┌─ Material shown
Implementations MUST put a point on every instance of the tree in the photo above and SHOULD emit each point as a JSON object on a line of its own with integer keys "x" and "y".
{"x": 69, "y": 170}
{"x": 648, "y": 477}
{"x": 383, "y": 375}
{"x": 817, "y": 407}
└─
▶ The problem
Print the material above again, line for line, with no changes.

▶ Output for this task
Implementations MUST put a point on every instance of the tree in the photo above and SHOULD emit each point as a JSON object on a line of its own with integer keys "x" and "y".
{"x": 69, "y": 170}
{"x": 648, "y": 477}
{"x": 383, "y": 375}
{"x": 817, "y": 407}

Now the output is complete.